Dataset entries:
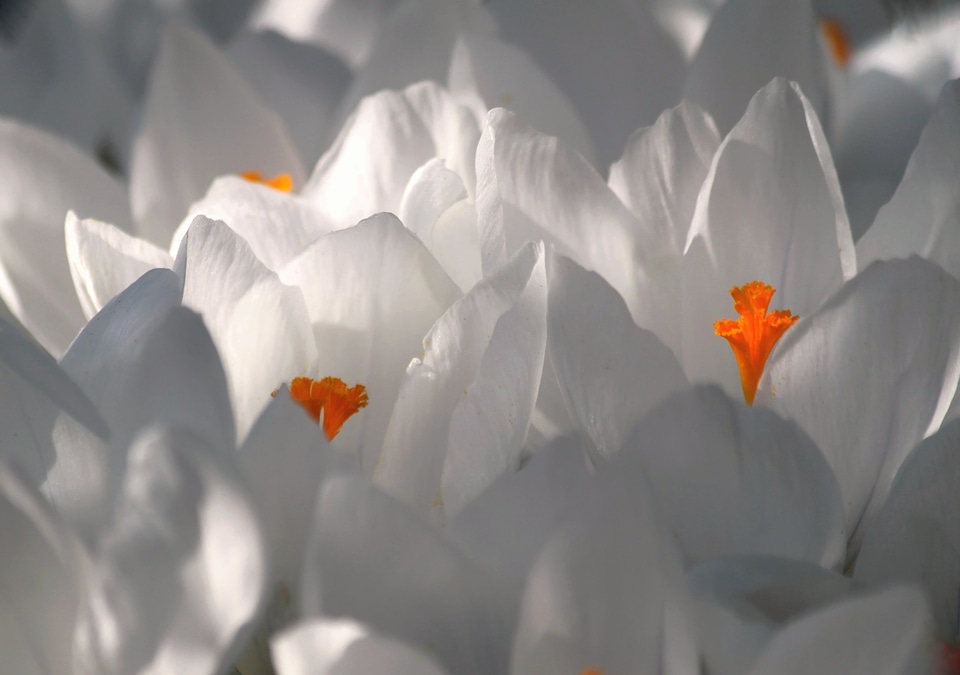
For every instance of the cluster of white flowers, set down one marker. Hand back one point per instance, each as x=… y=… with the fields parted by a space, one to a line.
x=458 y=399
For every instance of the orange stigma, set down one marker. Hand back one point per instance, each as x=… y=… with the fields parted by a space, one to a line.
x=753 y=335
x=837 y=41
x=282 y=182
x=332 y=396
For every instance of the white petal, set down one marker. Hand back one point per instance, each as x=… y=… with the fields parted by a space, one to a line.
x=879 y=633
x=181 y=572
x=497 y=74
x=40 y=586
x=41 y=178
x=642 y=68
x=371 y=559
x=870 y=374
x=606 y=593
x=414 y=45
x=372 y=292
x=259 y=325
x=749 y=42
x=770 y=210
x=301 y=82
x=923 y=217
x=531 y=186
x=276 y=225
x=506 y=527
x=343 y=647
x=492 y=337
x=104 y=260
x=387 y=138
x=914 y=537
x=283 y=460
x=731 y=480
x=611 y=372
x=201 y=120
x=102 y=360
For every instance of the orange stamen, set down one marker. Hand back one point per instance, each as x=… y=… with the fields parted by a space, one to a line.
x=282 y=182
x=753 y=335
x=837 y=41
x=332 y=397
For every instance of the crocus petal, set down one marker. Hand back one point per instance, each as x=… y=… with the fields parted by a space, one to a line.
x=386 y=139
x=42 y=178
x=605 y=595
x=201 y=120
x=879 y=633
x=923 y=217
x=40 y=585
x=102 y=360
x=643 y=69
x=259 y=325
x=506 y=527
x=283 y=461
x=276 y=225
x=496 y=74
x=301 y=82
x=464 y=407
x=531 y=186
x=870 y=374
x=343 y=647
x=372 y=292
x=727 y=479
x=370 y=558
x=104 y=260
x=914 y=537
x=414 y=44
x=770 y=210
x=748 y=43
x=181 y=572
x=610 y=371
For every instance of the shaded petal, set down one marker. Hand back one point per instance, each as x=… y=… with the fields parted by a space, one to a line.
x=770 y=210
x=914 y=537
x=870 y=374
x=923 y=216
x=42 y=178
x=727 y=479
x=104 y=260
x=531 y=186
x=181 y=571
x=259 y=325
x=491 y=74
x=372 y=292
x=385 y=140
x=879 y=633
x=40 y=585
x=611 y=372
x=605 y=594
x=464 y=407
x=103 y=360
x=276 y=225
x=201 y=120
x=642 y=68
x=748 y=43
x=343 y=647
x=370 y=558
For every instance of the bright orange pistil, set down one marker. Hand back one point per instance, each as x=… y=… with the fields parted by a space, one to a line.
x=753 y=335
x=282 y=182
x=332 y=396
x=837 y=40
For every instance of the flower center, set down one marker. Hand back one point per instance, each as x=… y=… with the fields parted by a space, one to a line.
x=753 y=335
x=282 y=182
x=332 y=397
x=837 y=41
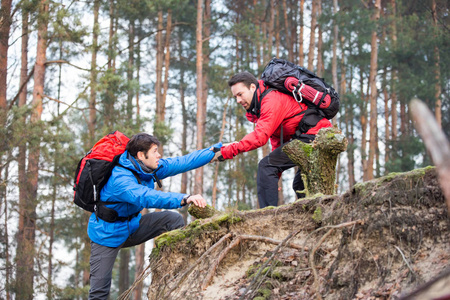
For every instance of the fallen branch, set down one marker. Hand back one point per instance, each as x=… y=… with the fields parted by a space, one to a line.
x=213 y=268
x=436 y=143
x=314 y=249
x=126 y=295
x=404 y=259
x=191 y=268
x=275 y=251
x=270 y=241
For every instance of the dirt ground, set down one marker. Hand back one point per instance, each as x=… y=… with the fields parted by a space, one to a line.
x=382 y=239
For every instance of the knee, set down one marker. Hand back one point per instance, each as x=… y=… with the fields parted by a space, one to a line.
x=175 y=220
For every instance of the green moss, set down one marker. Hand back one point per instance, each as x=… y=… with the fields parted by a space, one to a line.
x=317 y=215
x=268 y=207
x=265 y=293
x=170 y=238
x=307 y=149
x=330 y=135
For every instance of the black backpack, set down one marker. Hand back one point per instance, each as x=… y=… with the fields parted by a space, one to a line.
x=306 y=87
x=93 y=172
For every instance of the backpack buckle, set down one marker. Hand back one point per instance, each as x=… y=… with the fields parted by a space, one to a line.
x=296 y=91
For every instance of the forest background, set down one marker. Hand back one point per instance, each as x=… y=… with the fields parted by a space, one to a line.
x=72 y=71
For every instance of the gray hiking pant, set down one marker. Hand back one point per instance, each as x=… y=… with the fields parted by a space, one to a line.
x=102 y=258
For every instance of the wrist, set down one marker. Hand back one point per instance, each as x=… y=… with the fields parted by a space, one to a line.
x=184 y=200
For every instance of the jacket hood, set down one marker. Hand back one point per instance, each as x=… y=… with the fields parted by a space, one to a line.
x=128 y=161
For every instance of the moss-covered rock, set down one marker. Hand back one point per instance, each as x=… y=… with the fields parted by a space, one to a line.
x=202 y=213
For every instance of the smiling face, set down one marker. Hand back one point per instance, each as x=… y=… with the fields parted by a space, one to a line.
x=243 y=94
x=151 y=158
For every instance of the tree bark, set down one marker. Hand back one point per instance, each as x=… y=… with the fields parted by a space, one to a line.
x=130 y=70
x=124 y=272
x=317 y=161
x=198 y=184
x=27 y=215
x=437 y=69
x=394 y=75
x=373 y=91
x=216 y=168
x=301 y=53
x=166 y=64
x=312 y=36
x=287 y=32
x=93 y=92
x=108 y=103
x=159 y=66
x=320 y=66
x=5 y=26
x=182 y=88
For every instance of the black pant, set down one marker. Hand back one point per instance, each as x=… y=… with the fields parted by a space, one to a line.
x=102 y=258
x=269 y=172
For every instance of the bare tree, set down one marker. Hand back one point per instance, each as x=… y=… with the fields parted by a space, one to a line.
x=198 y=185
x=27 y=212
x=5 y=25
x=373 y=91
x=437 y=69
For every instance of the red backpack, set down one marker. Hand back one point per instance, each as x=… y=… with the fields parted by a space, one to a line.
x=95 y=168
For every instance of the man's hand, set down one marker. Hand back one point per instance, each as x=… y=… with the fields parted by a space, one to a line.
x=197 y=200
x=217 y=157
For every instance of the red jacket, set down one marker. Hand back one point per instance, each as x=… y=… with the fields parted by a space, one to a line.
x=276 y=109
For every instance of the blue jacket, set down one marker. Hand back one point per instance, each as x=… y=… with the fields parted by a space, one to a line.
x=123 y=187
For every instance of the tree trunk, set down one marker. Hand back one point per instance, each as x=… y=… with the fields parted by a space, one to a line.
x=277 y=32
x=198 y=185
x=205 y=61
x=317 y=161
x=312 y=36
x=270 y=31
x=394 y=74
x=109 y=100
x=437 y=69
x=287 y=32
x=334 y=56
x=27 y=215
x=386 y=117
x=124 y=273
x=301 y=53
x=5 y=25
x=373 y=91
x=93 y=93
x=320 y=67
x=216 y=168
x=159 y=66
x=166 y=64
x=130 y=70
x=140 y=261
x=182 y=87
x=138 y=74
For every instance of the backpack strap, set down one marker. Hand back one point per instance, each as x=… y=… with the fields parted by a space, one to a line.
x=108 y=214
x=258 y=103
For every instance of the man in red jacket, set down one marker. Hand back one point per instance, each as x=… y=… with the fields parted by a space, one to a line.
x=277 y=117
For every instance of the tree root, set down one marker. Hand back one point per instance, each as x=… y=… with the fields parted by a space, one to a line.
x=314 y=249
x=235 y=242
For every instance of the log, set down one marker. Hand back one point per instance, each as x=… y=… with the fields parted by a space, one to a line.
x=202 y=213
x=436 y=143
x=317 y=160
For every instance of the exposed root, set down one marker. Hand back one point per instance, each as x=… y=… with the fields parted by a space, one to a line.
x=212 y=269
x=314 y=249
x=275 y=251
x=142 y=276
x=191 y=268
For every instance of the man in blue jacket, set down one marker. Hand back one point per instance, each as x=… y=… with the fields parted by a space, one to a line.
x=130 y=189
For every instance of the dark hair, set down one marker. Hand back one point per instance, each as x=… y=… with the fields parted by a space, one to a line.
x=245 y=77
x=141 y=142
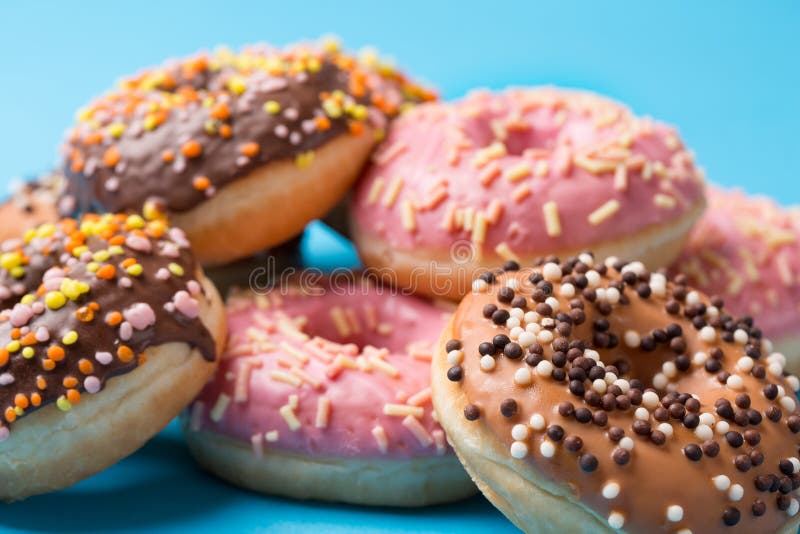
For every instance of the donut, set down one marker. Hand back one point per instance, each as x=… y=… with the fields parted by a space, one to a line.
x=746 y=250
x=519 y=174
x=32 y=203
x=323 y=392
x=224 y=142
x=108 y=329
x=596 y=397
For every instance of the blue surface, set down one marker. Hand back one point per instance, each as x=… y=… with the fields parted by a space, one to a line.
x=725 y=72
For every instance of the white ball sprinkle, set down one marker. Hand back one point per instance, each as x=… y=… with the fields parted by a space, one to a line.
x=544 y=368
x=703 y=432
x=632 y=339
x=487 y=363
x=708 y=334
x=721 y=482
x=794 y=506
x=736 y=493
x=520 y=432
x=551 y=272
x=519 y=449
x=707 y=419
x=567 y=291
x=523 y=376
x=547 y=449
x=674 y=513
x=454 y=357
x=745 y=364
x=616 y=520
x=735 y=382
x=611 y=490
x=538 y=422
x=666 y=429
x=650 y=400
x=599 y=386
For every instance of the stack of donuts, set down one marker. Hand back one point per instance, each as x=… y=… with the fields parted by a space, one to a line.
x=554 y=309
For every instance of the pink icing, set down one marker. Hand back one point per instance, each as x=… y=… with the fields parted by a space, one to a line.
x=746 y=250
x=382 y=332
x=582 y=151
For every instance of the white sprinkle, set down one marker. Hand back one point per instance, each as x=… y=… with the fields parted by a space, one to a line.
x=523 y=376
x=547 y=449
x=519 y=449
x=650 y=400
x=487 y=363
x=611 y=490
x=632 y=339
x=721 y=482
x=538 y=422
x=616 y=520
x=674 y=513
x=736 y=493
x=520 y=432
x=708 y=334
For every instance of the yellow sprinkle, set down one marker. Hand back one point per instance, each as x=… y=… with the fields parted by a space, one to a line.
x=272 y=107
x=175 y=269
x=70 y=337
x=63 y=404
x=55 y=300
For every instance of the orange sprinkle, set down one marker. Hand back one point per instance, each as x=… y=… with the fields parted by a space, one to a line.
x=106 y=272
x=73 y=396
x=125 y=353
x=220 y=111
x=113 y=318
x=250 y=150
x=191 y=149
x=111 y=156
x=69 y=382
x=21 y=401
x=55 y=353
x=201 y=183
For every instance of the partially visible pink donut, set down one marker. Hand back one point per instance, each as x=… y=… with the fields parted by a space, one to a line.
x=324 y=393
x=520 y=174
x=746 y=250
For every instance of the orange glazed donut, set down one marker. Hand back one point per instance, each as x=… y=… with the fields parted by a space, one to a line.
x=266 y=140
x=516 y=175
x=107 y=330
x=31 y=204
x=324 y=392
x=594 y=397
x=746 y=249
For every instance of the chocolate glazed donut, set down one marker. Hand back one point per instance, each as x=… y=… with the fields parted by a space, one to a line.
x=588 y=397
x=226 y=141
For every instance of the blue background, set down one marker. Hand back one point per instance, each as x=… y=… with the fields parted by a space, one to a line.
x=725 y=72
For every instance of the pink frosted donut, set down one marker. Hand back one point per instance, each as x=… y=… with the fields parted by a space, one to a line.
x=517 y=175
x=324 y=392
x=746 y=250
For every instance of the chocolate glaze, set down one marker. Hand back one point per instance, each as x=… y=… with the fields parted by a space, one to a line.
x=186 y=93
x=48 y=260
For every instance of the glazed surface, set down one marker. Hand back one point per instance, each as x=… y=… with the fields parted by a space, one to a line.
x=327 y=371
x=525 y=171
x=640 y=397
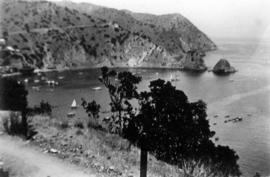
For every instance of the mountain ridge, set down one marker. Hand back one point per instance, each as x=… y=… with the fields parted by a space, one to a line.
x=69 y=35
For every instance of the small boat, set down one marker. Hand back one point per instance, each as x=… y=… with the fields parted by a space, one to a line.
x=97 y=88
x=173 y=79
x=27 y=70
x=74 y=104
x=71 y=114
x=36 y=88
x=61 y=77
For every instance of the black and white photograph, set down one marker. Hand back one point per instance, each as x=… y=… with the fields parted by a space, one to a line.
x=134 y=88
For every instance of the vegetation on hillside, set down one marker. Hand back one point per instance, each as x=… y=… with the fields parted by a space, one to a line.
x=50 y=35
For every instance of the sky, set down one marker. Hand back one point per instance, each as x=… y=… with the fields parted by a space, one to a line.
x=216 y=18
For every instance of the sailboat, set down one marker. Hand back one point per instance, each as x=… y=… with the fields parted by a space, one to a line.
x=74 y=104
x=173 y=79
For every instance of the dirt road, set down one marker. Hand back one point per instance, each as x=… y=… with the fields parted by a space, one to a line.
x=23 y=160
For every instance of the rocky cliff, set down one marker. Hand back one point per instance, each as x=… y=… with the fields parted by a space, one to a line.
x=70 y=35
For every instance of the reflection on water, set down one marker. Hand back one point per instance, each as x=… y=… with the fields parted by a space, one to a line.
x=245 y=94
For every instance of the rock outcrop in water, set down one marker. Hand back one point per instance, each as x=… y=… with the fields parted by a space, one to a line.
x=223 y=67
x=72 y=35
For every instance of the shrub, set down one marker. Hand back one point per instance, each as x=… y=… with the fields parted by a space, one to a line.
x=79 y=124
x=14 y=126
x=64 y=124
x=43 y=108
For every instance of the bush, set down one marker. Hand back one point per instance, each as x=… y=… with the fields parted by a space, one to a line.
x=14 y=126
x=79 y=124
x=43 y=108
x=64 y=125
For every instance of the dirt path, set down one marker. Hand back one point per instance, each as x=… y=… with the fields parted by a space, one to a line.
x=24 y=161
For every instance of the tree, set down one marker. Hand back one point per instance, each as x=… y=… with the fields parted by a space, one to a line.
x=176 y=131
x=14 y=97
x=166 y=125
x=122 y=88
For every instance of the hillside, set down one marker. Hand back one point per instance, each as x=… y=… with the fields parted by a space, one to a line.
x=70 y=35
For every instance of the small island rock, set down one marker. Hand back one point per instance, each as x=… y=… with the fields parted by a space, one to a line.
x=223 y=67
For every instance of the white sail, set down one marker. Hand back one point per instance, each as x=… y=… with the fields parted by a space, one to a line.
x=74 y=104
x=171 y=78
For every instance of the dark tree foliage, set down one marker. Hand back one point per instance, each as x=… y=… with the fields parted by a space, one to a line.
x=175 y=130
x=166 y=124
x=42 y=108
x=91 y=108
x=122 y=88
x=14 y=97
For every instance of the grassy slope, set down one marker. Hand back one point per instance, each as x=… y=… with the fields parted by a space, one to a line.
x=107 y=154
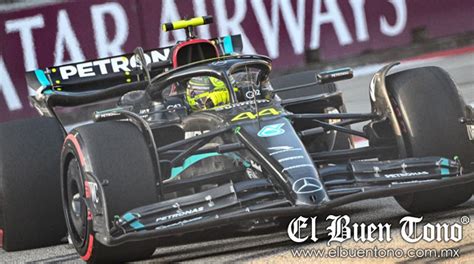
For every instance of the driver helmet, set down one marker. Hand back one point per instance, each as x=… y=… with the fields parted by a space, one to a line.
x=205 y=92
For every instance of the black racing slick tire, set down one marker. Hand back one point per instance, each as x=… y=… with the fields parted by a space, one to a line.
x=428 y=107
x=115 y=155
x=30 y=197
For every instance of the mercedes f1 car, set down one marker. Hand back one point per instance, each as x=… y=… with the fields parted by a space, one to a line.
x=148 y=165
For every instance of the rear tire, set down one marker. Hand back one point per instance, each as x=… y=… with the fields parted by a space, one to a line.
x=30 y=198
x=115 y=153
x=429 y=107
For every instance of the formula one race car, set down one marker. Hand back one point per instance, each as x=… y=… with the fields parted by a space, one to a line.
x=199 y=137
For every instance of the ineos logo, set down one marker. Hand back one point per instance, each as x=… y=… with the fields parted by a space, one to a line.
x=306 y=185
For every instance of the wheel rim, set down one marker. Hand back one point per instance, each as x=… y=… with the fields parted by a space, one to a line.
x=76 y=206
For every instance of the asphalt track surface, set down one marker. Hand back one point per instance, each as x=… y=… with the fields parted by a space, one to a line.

Goal of the exercise:
Emit only the final stretch of the records: the line containing "For every instance of the black racing" through the end, each line exactly as it stands.

Answer to the problem:
For every instance of the black racing slick tire, set down one marker. Hand back one point per instance, each as x=… y=… with the fields parted by a space, one to a line.
x=428 y=107
x=115 y=155
x=30 y=197
For every instance of the mercedes f1 car, set down one marker. Hand back one point per instance, each as x=… y=… with the fields parted by a space, one to a line.
x=148 y=165
For every instance of the rear tire, set down one marker. Hand back one point per instance, each as x=… y=… with the fields parted by a space, one to a line.
x=30 y=198
x=115 y=153
x=429 y=107
For every instance of the formula one race car, set down one marker. Hand back one point per instance, each as x=… y=… with the fields parted by a space, one to a line.
x=199 y=137
For every instance of the ineos logo, set down one marker. Hand back one point per instance, each as x=… y=… with the fields parted by a space, one to a line.
x=306 y=185
For every instance of the wheel rim, set down one marker. Hand back one point per instance, each as x=… y=… with the fields parted by a space, one to a line.
x=76 y=206
For every instance of the asphalt track surface, set down one marker. Hand back one point per instance, each as x=… y=… with the fields parted by a space, one to a line.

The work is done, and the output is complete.